(Natural language region descriptions)
BEGIN

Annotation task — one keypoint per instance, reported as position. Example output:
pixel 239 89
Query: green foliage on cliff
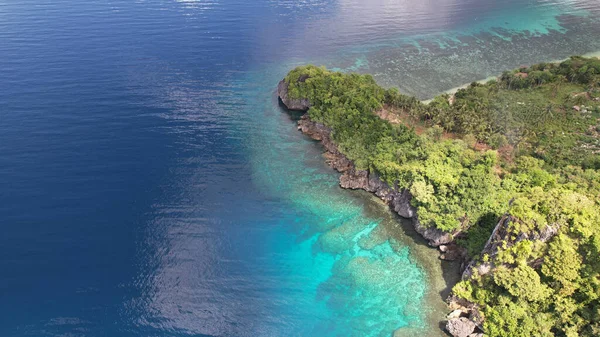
pixel 544 123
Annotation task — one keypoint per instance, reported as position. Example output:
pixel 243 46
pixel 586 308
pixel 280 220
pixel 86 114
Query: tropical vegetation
pixel 526 145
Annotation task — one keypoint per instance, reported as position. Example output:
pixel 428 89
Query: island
pixel 503 176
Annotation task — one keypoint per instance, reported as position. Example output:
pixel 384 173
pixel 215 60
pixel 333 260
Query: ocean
pixel 151 185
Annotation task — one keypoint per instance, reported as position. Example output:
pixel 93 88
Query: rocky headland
pixel 464 320
pixel 516 210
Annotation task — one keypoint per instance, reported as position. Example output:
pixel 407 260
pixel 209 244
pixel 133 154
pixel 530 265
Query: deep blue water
pixel 151 186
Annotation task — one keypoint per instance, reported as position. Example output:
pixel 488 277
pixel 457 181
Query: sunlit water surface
pixel 151 185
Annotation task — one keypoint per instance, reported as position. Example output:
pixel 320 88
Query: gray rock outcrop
pixel 460 327
pixel 298 104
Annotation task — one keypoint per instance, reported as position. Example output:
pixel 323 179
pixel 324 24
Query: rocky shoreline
pixel 464 320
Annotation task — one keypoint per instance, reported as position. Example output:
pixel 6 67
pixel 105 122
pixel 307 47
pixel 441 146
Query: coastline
pixel 382 199
pixel 453 90
pixel 467 312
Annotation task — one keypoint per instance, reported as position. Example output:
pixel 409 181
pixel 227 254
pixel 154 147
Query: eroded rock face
pixel 460 327
pixel 355 179
pixel 435 236
pixel 298 104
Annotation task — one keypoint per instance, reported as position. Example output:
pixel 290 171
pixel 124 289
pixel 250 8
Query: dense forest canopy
pixel 525 145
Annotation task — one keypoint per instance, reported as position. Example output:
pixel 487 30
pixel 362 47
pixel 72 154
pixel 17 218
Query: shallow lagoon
pixel 153 186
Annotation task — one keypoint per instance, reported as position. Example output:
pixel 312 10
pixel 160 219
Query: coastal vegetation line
pixel 503 175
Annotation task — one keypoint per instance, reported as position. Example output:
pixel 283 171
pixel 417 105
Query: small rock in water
pixel 460 327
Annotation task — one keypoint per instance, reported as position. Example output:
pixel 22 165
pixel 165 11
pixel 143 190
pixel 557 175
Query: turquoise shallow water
pixel 153 187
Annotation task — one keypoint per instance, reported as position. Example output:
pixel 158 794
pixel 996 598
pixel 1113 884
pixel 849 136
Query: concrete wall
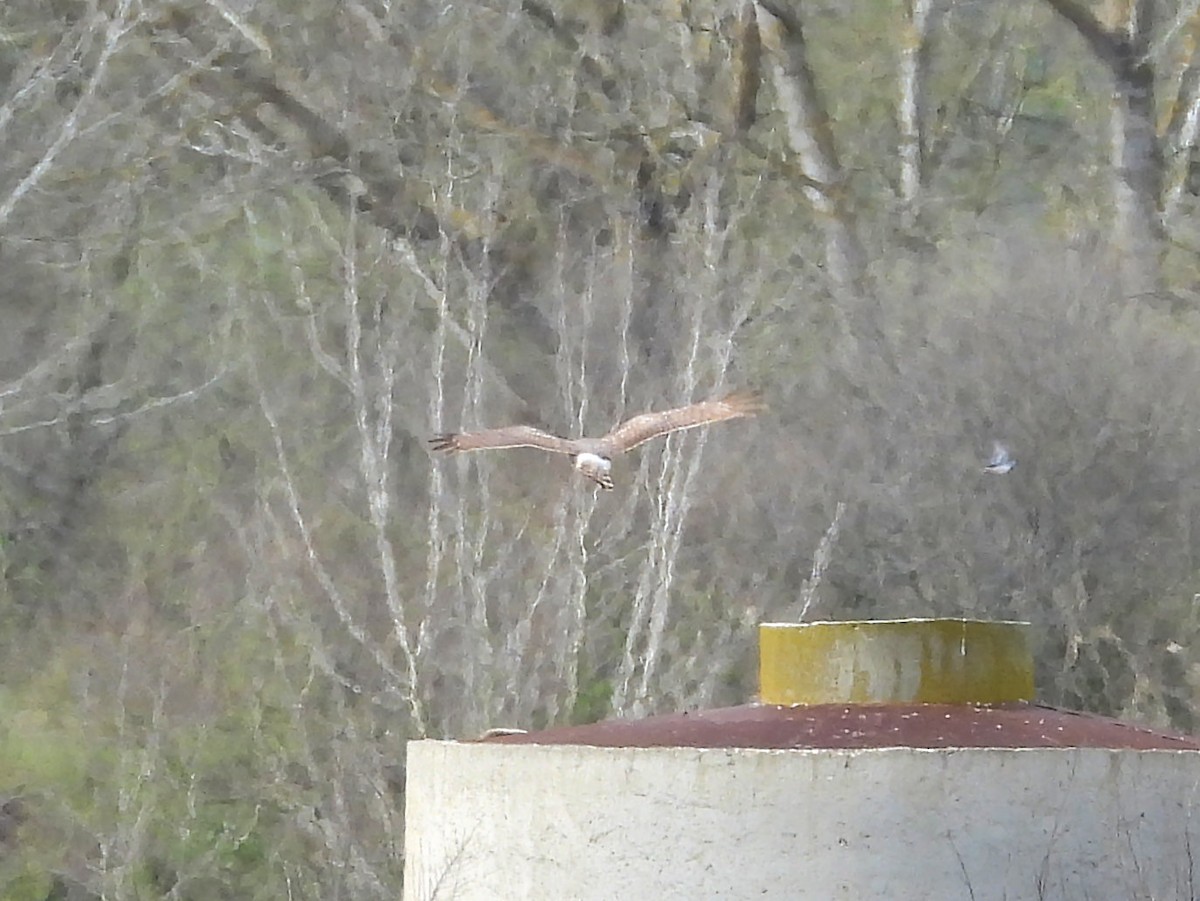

END

How to complete this task
With the pictures excluded, the records are to be reproduced exactly.

Exercise result
Annotation task — one keypoint per instance, reported as position. Example output:
pixel 239 89
Query: green foliage on cliff
pixel 544 123
Annotation task — one keypoint per instance, reported as position. Example output:
pixel 243 46
pixel 586 308
pixel 280 220
pixel 86 114
Query: tropical vegetation
pixel 526 145
Annotation task — one keypoint per instance, reported as position. Example output:
pixel 428 89
Query: island
pixel 503 176
Annotation task — one keypoint per instance, reported as position. Example output:
pixel 384 173
pixel 215 60
pixel 333 260
Query: ocean
pixel 151 185
Annotation task — one keypoint per instance, reported as position. Example output:
pixel 93 88
Query: rocky headland
pixel 464 320
pixel 516 210
Annotation task — one keypoint per instance, reported as position. Example output:
pixel 407 260
pixel 209 244
pixel 133 154
pixel 530 265
Query: deep blue water
pixel 151 186
Annotation task — one keypoint per instance, reported as position. Example output:
pixel 488 277
pixel 457 181
Query: sunlit water surface
pixel 151 185
Annotation task — one keypoint per instance, reported as position. Example output:
pixel 320 88
Query: gray rock outcrop
pixel 460 327
pixel 298 104
Annotation task — one keypoint per instance, reported as position. Example output:
pixel 323 179
pixel 324 24
Query: rocky shoreline
pixel 464 320
Annotation task — one keypoint per instance, reported as position. Example output:
pixel 6 67
pixel 105 122
pixel 307 47
pixel 441 146
Query: coastline
pixel 382 199
pixel 453 90
pixel 467 312
Annotation task — one keypoint per instance, reported as position. Example output:
pixel 409 181
pixel 227 254
pixel 154 147
Query: eroded rock face
pixel 460 327
pixel 355 179
pixel 435 236
pixel 298 104
Annotation task — one keypoint per instance, reported as position. Example output:
pixel 290 171
pixel 124 289
pixel 250 8
Query: dense forest canopy
pixel 525 145
Annotation task — one keypoint per instance, reported as position. Example output:
pixel 487 30
pixel 362 47
pixel 72 154
pixel 17 218
Query: shallow lagoon
pixel 153 186
Annotation task — one keypoint per instance, reported as position. Example output:
pixel 312 10
pixel 160 219
Query: coastal vegetation line
pixel 503 175
Annotation task — one keypoint per instance, reported as position. Example output:
pixel 283 171
pixel 417 105
Query: small rock in water
pixel 460 327
Annotation task — one keypoint per instance, reported as position. Example output:
pixel 22 165
pixel 165 11
pixel 143 190
pixel 557 175
Query: turquoise shallow water
pixel 153 187
Annotation task — one keypoint per instance, reported as position. Example output:
pixel 158 794
pixel 996 598
pixel 1113 884
pixel 849 136
Query: concrete wall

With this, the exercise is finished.